PROBLEM
Every entry below should come back unchanged, except that the pictures are dropped.

Referring expression pointing data:
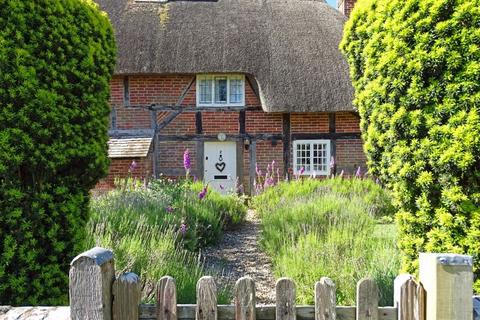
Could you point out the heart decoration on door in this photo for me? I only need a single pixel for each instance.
(220, 166)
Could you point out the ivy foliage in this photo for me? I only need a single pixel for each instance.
(415, 66)
(56, 60)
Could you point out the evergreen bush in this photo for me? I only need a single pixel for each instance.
(56, 60)
(415, 66)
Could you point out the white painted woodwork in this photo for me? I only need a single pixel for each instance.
(220, 165)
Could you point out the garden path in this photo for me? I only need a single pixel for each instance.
(239, 254)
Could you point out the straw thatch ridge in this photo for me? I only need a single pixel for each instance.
(290, 47)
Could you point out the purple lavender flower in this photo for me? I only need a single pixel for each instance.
(258, 171)
(133, 166)
(187, 164)
(332, 163)
(358, 174)
(183, 229)
(203, 193)
(269, 182)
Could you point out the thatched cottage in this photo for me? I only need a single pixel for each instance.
(239, 83)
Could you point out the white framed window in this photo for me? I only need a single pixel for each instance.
(214, 90)
(313, 156)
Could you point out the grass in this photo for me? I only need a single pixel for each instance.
(314, 228)
(143, 228)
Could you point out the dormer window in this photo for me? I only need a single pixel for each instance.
(220, 90)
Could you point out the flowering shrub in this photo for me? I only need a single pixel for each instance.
(145, 233)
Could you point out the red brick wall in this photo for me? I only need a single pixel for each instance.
(166, 89)
(347, 122)
(309, 122)
(350, 156)
(346, 6)
(220, 121)
(170, 162)
(182, 124)
(261, 122)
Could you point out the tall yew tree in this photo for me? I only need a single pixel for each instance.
(415, 66)
(56, 60)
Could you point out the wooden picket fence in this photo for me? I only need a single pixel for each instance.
(97, 267)
(95, 293)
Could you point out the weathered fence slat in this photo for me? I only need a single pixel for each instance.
(265, 312)
(421, 302)
(245, 299)
(206, 299)
(91, 276)
(412, 301)
(126, 297)
(285, 298)
(448, 282)
(367, 300)
(325, 300)
(166, 299)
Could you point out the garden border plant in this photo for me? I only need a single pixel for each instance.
(334, 225)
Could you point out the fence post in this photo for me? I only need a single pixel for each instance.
(411, 300)
(166, 299)
(206, 299)
(91, 276)
(126, 297)
(245, 299)
(285, 297)
(325, 299)
(448, 282)
(367, 300)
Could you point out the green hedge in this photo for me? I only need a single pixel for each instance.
(56, 60)
(415, 66)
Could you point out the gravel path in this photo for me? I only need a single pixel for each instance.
(239, 254)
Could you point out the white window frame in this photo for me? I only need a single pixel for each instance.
(229, 77)
(311, 171)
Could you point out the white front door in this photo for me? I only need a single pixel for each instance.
(221, 165)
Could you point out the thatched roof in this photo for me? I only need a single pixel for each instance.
(290, 47)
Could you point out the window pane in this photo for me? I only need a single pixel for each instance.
(220, 90)
(320, 157)
(303, 159)
(205, 90)
(236, 91)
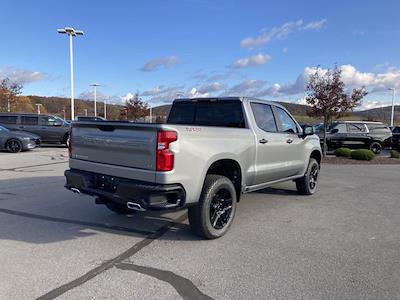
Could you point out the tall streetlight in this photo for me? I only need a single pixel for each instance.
(38, 105)
(71, 33)
(392, 116)
(105, 109)
(95, 85)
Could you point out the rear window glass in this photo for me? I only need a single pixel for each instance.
(8, 119)
(208, 113)
(27, 120)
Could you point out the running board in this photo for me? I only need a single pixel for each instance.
(252, 188)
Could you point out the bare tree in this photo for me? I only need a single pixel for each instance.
(8, 94)
(135, 108)
(327, 97)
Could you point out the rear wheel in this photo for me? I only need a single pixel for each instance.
(119, 208)
(213, 215)
(14, 146)
(307, 185)
(375, 147)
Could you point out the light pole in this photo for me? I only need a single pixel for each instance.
(105, 109)
(71, 33)
(392, 116)
(95, 85)
(38, 105)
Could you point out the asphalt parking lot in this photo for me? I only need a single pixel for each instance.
(342, 243)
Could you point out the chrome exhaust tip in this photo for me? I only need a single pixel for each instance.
(135, 206)
(76, 191)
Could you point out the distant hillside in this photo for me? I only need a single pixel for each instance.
(57, 105)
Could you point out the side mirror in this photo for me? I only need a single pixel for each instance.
(308, 130)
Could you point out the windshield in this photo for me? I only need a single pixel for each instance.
(3, 128)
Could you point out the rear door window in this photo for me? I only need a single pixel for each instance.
(29, 120)
(47, 121)
(8, 119)
(356, 128)
(264, 117)
(224, 113)
(286, 123)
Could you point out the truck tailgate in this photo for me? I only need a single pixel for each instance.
(120, 144)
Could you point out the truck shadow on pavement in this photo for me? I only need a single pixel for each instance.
(40, 210)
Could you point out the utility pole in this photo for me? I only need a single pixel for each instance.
(71, 33)
(95, 85)
(392, 115)
(105, 109)
(38, 105)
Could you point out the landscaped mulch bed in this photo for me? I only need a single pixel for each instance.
(379, 160)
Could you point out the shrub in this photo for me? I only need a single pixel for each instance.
(346, 152)
(394, 154)
(363, 154)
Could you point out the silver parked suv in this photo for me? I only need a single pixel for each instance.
(210, 152)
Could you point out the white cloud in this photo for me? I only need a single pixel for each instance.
(212, 87)
(252, 61)
(21, 76)
(248, 87)
(156, 63)
(281, 32)
(126, 97)
(162, 93)
(195, 93)
(89, 95)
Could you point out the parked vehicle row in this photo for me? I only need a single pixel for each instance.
(17, 141)
(357, 134)
(50, 129)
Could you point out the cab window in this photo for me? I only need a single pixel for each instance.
(286, 122)
(29, 120)
(48, 121)
(264, 117)
(356, 128)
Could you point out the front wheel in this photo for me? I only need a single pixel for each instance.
(375, 147)
(14, 146)
(213, 215)
(307, 185)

TASK RESULT
Could you point out the heart decoration on door in this photo for me? I only need a single pixel for each instance.
(220, 166)
Could you point out the ivy foliage in this photo for me? I only need a single pixel for each instance.
(415, 66)
(56, 60)
Could you point out the evergreen bush in this photo for me? I only need a single pixel for each instance.
(56, 60)
(415, 66)
Could you point out the white painted woodwork in this photo for me? I only need a single pixel for each instance.
(220, 165)
Could you point out the garden path in this photo for me? I only need a single pixel for each instance.
(239, 254)
Could you point out the straw thatch ridge in this photo for me? I only need a single pixel for each instance.
(290, 47)
Could you point out the purple lavender flower in this photo for me? I only need a single pixel for each instance.
(258, 171)
(133, 166)
(187, 164)
(332, 163)
(358, 174)
(183, 229)
(203, 193)
(269, 182)
Could you point out the thatched cottage in this photo for me? I only need a single pixel for each instance.
(239, 83)
Could you point out the white framed window in this photo for me? I only need a single pixel for each instance.
(214, 90)
(313, 156)
Could you point out the grass in this photo for me? I only need a single pixel for each instance.
(314, 228)
(143, 228)
Could you point out the dormer window in this photo for me? I only need a single pixel for each instance.
(220, 90)
Could you point out the flowering shrub in this photo for me? I only need a single pixel for each instance.
(145, 233)
Could you point out the red brick wall in this photo for me? I only need a single pixel for each instance.
(166, 89)
(347, 122)
(309, 122)
(350, 156)
(346, 6)
(220, 121)
(170, 162)
(182, 124)
(261, 122)
Could you point out the tall yew tree in this photo for me? I only need a single pixel for each instance.
(415, 66)
(56, 60)
Could you point out the wooden picket fence in this photo for me? I only need a single pixel for each instance.
(97, 267)
(95, 293)
Could you point out the weathered fence slat in this photo for me? I only need a single pixel for each instance.
(265, 312)
(421, 302)
(245, 299)
(206, 299)
(91, 276)
(412, 301)
(126, 297)
(285, 298)
(448, 282)
(367, 300)
(325, 300)
(166, 299)
Could you point out the garden border plant in this photo for me? I only need a single pixel for each instance.
(334, 225)
Could you point out the fence post in this photo for me? I only need a single pixel for each instance.
(411, 300)
(166, 299)
(206, 299)
(91, 276)
(126, 297)
(245, 299)
(285, 297)
(325, 299)
(448, 282)
(367, 300)
Could you point out the green hedge in this photo for me? I only need a single pixel for each instance.
(56, 60)
(415, 66)
Could you point out the gravel path in this photo for me? I only need a single pixel for each instance.
(239, 254)
Could you point out the white window frame in this photo for me? I only need a single pixel for each instance.
(229, 77)
(311, 171)
Could you point out the white front door in this photo for me? I only need a single pixel for each instance.
(221, 165)
Could you point out the thatched roof in this photo for me? I only need a single pixel for each instance.
(290, 47)
Could you point out the window pane in this photo for me? I only need a single pixel for each instance.
(220, 90)
(320, 157)
(303, 159)
(205, 90)
(236, 91)
Could you point out the tall streetlight in this photo for me? I only need a single pixel for each instance.
(38, 105)
(71, 33)
(392, 116)
(105, 109)
(95, 85)
Could you point out the rear window glass in this photo for me? I only need a single pixel for each instance.
(8, 119)
(208, 113)
(27, 120)
Could you point out the running board in this photo for me? I only need a single pixel for each instance.
(252, 188)
Could you point out the bare tree in this photo for me? I only need a single pixel for each instance.
(8, 94)
(135, 108)
(327, 97)
Could you point out the rear wheel in this photo for me? I only need a single pixel for each instance.
(119, 208)
(213, 215)
(14, 146)
(307, 185)
(375, 147)
Could you point out the light pole in this photo for me? I only need a single pixel for each instance.
(105, 109)
(71, 33)
(392, 116)
(95, 85)
(38, 105)
Could you point out the asphalt parking lot in this photo for me? I only need a single pixel for each instance.
(342, 243)
Could you point out the chrome exhaust tip in this photo for me? I only need a single pixel for each instance.
(135, 206)
(76, 191)
Could you point out the distant hillside in this photo for me? I only need a single pixel for each instance.
(57, 105)
Could you point out the side mirror in this photo for me? I only need a single pixel for each instance.
(308, 130)
Could you point out the windshield in this photo for me? I only need a single pixel for each instance.
(3, 128)
Could you point out the rear door window in this photo for me? I only need a single pixel for each instance.
(29, 120)
(47, 121)
(8, 119)
(356, 128)
(264, 117)
(224, 113)
(286, 123)
Could you point out the truck tailgate in this photo for me? I only need a single pixel for each instance.
(120, 144)
Could you point out the truck shadow on pavement in this photo for me? I only need a single pixel for each instance.
(40, 210)
Could you point out the utility pole in this photo for me? I only need a single pixel for each instance.
(71, 33)
(95, 85)
(392, 115)
(105, 109)
(38, 105)
Could you point out the landscaped mulch bed in this photo for me? I only need a single pixel for each instance.
(379, 160)
Could you point out the shrub in this photo for me? I only need a single pixel for each instance.
(346, 152)
(394, 154)
(363, 154)
Could you point out the silver parked suv in this photo for me? I only need a single pixel for each instance.
(210, 152)
Could you point out the white cloud in this photo for me? I only need a single pixel for each instance.
(212, 87)
(252, 61)
(21, 76)
(248, 87)
(156, 63)
(281, 32)
(126, 97)
(162, 93)
(195, 93)
(89, 95)
Could you point out the parked vehicle row in this photo for me? I only need a single pixel for each instance.
(17, 141)
(357, 134)
(50, 129)
Could you point out the cab window in this photo for me? I only need a single pixel for each instance.
(286, 122)
(29, 120)
(48, 121)
(264, 117)
(356, 128)
Could you point out the front wheel in this photo for me? I only need a single pixel for each instance.
(375, 147)
(14, 146)
(213, 215)
(307, 185)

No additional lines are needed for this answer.